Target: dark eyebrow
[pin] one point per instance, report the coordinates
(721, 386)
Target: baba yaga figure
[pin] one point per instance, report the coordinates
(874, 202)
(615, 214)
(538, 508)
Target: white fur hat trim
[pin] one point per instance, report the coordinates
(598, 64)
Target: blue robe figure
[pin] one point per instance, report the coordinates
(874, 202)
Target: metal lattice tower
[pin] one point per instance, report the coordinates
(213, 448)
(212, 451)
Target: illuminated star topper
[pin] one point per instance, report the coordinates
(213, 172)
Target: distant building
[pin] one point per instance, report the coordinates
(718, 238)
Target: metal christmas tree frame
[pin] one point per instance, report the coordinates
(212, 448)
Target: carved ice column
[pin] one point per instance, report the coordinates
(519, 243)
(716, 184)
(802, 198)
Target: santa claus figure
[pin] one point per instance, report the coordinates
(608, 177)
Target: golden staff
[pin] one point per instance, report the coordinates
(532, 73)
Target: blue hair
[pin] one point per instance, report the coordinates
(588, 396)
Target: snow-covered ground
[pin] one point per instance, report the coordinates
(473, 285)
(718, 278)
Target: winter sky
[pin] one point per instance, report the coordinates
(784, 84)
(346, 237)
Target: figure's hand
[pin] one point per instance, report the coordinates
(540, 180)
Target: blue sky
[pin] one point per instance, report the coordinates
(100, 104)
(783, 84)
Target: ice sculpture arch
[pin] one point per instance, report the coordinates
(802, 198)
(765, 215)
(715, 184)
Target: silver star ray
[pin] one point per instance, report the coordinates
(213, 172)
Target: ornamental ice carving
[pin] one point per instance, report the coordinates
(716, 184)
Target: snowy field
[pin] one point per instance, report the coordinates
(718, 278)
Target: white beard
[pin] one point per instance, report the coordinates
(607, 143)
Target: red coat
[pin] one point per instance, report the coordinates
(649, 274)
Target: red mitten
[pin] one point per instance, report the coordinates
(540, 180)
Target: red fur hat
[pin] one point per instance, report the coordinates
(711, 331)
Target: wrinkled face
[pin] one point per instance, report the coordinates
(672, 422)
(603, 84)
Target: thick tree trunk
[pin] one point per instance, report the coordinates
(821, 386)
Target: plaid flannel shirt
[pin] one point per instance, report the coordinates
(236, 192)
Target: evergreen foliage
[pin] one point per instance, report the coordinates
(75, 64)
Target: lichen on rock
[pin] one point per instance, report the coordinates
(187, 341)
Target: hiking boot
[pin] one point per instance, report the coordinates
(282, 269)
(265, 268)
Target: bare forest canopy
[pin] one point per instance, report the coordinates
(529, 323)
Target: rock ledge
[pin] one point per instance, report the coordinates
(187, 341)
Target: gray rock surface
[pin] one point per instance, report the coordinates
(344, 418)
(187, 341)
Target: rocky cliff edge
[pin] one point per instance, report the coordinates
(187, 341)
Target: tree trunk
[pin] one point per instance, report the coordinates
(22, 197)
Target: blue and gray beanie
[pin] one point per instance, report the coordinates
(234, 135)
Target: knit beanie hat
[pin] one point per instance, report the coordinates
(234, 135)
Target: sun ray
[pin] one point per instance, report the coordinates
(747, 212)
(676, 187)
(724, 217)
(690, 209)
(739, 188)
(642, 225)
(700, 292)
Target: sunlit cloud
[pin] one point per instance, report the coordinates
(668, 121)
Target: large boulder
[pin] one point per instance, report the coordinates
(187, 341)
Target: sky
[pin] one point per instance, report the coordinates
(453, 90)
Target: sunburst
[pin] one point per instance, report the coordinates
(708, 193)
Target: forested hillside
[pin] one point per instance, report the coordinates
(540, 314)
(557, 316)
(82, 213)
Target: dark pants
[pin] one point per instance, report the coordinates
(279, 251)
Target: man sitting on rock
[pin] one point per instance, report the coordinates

● Written problem
Rewrite every line of the listing from the line containing "Target: evergreen foliage" through the end of the listing, inclusive, keeping the non-coordinate lines unchanged. Shift each coordinate value by -39.

● Expected answer
Target: evergreen foliage
[pin] one point per instance, report the coordinates
(36, 25)
Target: lichen on rock
[pin] one point per instance, report the coordinates
(148, 302)
Target: hiking boot
[pin] one point per instance, report the coordinates
(243, 230)
(226, 229)
Target: bare forest canopy
[pin] one point per instance, report the coordinates
(490, 284)
Target: rock ledge
[pin] one point per instance, report the coordinates
(148, 302)
Target: gray rock surface
[pin] one point per instance, report the coordinates
(305, 379)
(148, 302)
Target: rocky cliff edge
[pin] one point per instance, report the coordinates
(148, 302)
Target: tree trunk
[pin] one point per instance, report the coordinates
(-17, 158)
Target: blue and gray beanie
[pin] one point per instance, report the coordinates
(195, 96)
Target: knit beanie hat
[pin] one point per instance, report the coordinates
(195, 96)
Target: sun ray
[pin] one point per instance, report the coordinates
(708, 173)
(637, 148)
(685, 178)
(651, 170)
(700, 149)
(603, 186)
(661, 253)
Target: sunlit cloud
[pin] one point per instance, report the coordinates
(629, 82)
Target: large boulder
[pin] one point per instance, report the coordinates
(148, 302)
Target: sky
[pin] one point per instance, report the coordinates
(414, 51)
Target: sunburst
[pin] one point per instance, report the coordinates
(669, 154)
Target: forested hillside
[pin] one point per instance, report the coordinates
(501, 275)
(518, 277)
(43, 174)
Target: dark pants
[pin] one point per instance, report the coordinates
(240, 212)
Target: man sitting on rock
[pin] one point per instance, report the coordinates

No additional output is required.